- [WRITTEN TASK]:
Reproduce exactly the lines below, starting with the line that contains "the red hockey" and ending with the last line of the records, both included, and nothing else.
>> Begin
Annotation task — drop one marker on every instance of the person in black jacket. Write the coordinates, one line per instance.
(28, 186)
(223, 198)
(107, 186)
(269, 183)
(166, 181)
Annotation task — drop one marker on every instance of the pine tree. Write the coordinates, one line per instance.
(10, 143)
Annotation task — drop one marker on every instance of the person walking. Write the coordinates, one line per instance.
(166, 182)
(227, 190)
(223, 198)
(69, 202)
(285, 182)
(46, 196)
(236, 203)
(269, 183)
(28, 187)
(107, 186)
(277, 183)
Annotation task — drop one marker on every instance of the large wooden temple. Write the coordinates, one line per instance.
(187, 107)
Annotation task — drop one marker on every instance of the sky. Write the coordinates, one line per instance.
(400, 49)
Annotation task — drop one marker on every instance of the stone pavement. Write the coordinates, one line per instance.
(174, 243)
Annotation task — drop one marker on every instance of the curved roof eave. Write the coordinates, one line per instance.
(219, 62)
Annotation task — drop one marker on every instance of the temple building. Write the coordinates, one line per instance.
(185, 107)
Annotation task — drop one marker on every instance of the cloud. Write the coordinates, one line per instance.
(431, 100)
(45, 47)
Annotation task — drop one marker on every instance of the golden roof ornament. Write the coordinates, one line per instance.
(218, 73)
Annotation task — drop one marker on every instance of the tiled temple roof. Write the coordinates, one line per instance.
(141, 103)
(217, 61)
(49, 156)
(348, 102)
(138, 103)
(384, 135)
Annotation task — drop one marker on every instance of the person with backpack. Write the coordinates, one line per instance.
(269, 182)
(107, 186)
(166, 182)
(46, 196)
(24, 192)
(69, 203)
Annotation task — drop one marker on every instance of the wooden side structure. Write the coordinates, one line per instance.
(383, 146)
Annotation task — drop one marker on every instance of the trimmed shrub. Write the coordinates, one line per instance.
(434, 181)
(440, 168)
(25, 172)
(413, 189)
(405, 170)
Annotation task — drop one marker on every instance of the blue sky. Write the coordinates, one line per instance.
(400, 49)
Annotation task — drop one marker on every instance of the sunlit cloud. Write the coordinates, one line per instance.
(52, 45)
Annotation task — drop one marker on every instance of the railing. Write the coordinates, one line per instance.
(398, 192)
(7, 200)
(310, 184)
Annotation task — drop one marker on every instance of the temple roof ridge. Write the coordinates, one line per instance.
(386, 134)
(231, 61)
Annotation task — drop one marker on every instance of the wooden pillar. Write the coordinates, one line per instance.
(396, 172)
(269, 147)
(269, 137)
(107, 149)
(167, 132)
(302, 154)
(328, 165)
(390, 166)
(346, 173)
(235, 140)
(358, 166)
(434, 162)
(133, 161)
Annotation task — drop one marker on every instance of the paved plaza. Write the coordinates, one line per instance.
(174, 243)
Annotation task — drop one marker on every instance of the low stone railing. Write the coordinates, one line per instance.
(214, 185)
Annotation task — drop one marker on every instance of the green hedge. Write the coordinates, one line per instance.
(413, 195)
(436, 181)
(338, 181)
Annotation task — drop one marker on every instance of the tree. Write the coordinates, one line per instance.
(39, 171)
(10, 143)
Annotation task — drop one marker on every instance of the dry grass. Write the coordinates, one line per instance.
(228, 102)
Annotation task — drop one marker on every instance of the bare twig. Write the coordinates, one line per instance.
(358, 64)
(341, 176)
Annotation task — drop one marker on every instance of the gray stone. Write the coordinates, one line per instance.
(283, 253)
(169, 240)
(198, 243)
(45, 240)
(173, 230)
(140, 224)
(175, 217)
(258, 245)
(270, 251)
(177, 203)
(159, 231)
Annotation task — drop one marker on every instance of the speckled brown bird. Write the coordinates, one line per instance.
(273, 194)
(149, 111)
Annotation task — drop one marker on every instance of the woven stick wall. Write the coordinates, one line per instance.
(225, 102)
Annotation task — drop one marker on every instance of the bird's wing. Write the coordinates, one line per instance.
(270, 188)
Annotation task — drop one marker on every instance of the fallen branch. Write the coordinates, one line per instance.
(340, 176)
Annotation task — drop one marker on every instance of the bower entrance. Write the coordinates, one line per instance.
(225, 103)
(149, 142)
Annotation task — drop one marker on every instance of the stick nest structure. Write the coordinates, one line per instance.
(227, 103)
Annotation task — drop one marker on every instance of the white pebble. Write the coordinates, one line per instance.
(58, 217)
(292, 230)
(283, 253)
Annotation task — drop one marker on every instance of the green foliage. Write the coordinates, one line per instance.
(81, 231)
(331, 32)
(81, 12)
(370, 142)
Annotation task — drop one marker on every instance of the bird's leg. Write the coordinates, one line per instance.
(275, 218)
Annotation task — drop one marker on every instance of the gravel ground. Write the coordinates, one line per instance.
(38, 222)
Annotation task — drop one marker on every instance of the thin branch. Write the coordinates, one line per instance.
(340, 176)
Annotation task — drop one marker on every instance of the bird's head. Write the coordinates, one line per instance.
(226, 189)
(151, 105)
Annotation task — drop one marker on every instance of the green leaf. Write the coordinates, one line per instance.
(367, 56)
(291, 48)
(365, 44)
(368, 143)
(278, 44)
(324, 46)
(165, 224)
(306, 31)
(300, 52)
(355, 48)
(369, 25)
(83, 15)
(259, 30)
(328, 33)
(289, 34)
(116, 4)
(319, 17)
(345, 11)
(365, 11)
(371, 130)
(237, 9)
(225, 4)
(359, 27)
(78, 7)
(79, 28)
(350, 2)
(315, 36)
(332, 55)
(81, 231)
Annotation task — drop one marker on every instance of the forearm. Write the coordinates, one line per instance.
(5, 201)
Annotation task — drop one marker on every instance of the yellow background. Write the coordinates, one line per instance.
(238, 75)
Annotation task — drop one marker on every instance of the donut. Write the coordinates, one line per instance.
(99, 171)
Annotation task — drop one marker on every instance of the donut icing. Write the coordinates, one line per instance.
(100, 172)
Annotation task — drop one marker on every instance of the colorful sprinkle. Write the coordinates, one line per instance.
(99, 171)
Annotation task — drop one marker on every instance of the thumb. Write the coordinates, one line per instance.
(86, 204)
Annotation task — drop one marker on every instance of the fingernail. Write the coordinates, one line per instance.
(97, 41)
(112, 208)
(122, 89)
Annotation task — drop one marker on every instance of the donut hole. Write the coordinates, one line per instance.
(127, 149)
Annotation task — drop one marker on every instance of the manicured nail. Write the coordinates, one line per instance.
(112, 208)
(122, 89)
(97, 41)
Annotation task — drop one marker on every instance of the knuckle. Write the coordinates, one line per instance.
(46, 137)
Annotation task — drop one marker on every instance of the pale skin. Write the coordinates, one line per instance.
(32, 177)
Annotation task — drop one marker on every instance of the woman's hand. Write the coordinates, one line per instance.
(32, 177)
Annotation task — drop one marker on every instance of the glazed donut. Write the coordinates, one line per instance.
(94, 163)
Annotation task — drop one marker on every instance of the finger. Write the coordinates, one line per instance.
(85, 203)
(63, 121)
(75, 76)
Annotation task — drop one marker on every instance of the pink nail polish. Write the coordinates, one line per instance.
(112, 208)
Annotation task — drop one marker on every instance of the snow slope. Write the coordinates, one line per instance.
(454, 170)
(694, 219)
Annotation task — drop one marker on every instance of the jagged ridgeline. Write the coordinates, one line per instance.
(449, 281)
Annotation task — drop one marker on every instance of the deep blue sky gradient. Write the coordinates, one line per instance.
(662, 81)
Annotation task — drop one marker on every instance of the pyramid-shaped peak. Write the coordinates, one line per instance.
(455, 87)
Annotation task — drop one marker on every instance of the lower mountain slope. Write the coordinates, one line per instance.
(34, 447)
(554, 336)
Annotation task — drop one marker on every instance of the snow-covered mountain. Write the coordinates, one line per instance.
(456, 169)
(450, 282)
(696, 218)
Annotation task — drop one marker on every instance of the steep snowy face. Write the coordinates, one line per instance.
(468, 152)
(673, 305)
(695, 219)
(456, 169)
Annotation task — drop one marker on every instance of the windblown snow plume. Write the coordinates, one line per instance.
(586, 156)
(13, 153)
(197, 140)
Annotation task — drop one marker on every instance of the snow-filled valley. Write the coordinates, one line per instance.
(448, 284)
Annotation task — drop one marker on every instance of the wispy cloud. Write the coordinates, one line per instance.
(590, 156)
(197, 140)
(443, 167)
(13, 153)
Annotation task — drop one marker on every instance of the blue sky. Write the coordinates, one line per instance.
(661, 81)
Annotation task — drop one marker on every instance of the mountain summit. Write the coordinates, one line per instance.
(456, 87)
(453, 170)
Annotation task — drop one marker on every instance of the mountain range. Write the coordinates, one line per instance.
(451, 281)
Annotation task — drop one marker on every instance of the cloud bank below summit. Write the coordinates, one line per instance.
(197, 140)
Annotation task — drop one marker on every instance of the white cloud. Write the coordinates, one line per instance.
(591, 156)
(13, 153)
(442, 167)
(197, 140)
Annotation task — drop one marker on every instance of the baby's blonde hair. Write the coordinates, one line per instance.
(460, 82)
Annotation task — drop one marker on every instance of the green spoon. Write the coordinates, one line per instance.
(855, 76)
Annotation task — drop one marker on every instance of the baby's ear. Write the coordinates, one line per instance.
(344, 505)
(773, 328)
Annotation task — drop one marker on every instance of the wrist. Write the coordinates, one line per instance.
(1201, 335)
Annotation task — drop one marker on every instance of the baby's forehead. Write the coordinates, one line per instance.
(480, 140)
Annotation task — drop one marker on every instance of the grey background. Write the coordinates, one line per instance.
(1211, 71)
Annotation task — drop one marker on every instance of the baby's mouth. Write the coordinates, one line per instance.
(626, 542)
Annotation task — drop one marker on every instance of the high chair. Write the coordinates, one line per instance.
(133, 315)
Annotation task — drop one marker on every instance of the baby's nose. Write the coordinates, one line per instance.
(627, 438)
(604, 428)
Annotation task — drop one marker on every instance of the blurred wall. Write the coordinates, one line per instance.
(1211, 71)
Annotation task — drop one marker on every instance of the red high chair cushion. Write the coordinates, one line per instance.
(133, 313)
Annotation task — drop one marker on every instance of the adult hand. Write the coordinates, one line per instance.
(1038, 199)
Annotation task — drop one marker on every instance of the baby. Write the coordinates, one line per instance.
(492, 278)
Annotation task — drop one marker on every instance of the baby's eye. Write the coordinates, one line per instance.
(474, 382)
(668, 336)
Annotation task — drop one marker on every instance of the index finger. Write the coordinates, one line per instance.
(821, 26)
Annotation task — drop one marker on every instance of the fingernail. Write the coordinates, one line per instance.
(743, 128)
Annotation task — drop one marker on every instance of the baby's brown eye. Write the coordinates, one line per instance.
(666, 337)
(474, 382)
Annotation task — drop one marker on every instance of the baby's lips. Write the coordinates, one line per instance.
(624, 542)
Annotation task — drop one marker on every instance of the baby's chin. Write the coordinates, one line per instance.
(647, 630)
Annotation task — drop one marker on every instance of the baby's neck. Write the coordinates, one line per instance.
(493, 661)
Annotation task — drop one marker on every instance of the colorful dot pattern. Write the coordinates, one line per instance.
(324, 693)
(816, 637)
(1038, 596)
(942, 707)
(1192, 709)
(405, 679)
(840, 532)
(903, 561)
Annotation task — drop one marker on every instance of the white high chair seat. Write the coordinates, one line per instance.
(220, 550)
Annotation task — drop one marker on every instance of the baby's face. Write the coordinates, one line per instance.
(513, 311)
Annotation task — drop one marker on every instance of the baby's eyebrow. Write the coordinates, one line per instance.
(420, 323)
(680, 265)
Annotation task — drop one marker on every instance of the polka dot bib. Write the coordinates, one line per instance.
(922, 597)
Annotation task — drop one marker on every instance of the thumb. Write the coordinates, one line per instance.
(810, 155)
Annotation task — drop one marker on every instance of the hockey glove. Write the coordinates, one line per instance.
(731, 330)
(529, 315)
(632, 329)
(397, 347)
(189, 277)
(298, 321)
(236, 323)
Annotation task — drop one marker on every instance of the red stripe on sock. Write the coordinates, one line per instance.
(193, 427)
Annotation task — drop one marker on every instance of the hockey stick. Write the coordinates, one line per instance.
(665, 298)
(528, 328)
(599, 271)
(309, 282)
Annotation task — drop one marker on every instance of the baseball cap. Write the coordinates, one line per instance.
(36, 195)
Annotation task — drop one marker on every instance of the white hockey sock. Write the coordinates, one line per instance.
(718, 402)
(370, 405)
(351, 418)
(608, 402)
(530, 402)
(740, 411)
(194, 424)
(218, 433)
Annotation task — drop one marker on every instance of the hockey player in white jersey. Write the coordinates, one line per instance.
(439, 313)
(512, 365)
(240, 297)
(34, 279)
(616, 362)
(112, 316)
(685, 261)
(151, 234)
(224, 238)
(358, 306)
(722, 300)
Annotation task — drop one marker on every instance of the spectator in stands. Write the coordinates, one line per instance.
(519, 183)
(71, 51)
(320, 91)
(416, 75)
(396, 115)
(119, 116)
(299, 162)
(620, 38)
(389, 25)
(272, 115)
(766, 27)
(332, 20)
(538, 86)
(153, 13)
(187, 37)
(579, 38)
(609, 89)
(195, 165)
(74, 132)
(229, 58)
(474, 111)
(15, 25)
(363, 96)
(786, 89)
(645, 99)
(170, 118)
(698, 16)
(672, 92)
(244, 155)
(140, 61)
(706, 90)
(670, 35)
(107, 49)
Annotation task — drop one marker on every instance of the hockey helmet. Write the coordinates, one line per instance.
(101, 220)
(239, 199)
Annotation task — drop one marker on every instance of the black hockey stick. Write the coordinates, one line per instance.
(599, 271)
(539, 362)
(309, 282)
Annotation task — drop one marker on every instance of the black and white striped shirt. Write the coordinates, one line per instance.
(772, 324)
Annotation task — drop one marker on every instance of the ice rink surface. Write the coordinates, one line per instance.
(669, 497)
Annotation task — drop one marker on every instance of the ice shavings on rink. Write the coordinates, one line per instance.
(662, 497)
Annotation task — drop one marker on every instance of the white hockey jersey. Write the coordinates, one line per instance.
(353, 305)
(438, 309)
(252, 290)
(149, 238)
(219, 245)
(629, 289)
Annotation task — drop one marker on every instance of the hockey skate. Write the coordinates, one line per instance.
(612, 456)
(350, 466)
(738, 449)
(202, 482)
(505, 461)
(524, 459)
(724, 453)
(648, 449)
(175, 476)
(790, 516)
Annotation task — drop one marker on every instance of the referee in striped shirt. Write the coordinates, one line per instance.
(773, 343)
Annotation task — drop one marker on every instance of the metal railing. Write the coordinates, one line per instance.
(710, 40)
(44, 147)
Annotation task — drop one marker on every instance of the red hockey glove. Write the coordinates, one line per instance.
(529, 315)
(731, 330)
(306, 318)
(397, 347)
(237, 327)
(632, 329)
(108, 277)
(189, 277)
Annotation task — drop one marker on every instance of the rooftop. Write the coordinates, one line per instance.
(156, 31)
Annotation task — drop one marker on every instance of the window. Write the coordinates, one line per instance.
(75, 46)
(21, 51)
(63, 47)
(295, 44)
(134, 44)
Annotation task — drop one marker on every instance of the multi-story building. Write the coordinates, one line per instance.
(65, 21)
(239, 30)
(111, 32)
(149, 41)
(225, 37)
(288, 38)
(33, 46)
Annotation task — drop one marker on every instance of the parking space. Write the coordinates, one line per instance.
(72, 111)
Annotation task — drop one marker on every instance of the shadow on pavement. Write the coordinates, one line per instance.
>> End
- [CORRECT ANSWER]:
Annotation task — drop one marker on every instance of the red hockey glove. Write the coordinates, one line per instance.
(529, 315)
(731, 330)
(306, 318)
(397, 347)
(237, 327)
(632, 329)
(108, 277)
(189, 277)
Annotation task — drop one marker on every instance of the rooftop. Write the coordinates, one line per instance.
(156, 31)
Annotation task — drop one marker on every instance of the window. Write the coordinates, one line per instance.
(75, 46)
(21, 51)
(63, 47)
(295, 44)
(134, 44)
Annotation task — drop one marker on every instance of the multi-story building. Write the coordinates, one line per instance.
(65, 21)
(239, 30)
(111, 32)
(149, 41)
(225, 37)
(288, 38)
(33, 46)
Annotation task — drop one marker on every instance of the parking space. Write the coordinates, one line per instance.
(72, 111)
Annotation task — drop one marker on every instance of the shadow on pavement. Write the coordinates, one line per instance.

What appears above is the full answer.